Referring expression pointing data
======
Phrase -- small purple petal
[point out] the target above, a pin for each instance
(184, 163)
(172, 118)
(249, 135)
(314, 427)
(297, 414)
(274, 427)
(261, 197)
======
Directions
Please copy out the data above exactly.

Answer space
Phrase -- small purple petal
[point out] the target above, a pin for each instance
(184, 163)
(172, 118)
(249, 135)
(314, 427)
(297, 414)
(274, 427)
(261, 197)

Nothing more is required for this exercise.